- **Available records**:
══════════
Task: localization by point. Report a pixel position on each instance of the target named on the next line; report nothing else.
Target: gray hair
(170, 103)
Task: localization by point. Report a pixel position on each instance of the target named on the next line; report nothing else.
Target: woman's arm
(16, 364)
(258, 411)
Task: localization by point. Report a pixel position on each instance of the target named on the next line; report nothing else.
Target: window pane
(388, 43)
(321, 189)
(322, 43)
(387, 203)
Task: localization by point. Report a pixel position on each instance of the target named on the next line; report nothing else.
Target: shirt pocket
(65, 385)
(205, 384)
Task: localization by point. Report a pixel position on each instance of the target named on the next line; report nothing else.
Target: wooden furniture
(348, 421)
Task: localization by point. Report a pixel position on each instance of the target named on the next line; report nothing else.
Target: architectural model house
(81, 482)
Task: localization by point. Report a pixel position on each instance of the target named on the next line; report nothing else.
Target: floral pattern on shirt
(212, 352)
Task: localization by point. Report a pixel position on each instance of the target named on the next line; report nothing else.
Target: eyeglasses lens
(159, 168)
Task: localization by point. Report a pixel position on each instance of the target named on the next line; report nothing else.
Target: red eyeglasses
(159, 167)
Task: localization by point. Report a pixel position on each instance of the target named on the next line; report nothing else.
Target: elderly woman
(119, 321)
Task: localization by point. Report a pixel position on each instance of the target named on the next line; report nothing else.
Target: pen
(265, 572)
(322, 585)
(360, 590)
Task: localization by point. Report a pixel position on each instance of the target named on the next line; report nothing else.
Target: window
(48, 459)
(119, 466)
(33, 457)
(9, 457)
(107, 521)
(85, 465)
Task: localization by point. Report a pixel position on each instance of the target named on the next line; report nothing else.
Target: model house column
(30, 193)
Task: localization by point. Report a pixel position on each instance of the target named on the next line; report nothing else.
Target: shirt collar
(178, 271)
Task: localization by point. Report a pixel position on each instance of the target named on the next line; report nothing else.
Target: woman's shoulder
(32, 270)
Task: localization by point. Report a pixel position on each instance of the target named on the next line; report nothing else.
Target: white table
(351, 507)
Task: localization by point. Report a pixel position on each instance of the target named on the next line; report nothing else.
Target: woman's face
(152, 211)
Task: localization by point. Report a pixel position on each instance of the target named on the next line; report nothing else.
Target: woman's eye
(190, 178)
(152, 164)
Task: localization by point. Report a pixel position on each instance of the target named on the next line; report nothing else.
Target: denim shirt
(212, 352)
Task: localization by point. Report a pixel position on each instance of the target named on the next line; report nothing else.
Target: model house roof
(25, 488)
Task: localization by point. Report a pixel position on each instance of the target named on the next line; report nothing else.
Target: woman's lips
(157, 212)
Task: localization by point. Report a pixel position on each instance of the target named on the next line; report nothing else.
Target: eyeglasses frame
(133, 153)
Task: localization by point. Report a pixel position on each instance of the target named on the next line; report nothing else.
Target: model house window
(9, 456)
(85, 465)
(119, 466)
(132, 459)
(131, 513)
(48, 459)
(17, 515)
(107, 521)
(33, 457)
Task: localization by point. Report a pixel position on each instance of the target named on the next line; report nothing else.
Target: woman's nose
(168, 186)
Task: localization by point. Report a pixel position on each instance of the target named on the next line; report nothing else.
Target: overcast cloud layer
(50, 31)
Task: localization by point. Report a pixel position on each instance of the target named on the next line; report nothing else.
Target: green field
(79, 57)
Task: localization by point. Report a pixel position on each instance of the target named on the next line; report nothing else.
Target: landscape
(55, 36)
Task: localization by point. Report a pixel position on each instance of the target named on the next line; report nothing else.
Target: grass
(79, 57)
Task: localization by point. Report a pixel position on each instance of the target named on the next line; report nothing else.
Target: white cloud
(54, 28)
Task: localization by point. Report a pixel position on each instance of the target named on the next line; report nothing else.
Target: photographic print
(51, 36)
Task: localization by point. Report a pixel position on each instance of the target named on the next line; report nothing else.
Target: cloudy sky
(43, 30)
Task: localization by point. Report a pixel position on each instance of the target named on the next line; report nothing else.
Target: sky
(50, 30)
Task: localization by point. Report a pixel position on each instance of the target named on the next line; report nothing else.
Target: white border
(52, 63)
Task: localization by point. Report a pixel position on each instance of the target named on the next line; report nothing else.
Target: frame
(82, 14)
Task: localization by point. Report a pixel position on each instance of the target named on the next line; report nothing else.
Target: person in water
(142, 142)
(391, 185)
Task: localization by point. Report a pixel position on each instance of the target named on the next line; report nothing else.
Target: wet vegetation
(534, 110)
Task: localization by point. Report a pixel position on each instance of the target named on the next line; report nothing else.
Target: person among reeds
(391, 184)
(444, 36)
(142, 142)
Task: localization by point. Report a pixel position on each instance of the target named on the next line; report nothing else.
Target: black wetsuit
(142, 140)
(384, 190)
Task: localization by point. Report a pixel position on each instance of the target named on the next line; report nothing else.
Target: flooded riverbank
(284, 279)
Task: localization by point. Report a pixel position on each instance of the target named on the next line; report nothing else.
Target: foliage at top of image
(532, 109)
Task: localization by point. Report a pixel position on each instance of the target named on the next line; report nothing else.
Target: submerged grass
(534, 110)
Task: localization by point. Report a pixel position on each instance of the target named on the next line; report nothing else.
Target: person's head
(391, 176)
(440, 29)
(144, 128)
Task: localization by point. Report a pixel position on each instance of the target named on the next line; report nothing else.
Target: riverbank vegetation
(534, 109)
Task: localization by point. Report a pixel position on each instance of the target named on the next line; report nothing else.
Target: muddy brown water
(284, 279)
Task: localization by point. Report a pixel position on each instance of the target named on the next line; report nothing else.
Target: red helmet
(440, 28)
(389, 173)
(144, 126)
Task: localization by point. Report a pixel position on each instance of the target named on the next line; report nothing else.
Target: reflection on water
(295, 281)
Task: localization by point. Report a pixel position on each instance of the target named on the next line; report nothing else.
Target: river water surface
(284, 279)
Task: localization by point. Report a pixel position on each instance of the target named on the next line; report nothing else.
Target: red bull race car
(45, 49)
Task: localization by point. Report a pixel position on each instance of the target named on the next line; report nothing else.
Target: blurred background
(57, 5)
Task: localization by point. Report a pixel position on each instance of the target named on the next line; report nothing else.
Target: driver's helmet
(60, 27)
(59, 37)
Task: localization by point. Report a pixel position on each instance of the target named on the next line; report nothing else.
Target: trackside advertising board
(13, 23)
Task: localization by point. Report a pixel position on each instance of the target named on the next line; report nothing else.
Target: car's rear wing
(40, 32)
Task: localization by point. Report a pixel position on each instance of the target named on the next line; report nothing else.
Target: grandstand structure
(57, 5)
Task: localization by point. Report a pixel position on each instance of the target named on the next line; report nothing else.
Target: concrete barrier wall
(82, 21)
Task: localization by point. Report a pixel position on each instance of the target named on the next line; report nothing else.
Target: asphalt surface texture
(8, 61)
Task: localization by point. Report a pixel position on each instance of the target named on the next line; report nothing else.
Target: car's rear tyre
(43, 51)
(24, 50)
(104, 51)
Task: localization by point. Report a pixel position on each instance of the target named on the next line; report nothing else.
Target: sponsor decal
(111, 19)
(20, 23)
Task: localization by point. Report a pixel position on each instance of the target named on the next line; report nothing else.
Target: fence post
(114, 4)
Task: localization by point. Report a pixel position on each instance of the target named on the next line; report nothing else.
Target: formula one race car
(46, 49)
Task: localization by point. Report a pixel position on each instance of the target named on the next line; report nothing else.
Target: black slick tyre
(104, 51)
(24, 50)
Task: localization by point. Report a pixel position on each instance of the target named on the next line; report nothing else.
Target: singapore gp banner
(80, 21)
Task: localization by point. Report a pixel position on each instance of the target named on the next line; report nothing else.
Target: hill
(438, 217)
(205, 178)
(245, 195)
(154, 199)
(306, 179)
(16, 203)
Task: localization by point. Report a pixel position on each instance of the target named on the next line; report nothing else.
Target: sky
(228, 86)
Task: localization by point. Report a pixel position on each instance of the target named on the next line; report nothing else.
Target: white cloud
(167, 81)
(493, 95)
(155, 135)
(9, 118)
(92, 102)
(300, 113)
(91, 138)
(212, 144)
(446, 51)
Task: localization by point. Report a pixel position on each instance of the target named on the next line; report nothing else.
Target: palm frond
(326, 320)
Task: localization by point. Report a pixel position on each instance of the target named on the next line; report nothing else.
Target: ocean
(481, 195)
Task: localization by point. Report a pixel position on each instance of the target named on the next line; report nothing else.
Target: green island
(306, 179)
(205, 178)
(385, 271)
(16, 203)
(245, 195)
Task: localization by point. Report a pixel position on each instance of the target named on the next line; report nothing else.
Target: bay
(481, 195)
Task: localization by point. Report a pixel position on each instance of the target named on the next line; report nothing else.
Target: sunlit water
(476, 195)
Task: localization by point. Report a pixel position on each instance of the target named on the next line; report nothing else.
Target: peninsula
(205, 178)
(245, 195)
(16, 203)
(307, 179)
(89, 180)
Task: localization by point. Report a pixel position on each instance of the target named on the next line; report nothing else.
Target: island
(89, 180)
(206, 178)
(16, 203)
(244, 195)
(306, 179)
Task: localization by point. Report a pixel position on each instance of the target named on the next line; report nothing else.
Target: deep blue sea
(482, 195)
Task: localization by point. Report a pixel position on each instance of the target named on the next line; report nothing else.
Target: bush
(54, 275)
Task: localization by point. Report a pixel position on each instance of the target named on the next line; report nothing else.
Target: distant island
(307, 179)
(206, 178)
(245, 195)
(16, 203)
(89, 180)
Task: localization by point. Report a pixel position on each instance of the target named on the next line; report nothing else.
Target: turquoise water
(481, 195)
══════════
Starting at the line that contains "Target: deep blue sea", print every line through the last one of the records, exactly and with nothing else.

Target: deep blue sea
(482, 195)
Task: localization by point. Report a pixel position on each instance of the target named on the next line; report nothing else.
Target: bush
(54, 275)
Task: localization by point. Report a pixel position on each instance of the target named on the next line; report nothing else.
Target: distant island
(307, 179)
(206, 178)
(245, 195)
(16, 203)
(89, 180)
Task: localization by point. Report a pixel position on each instance of the target named on the next line; report nothing else.
Target: turquoise water
(481, 195)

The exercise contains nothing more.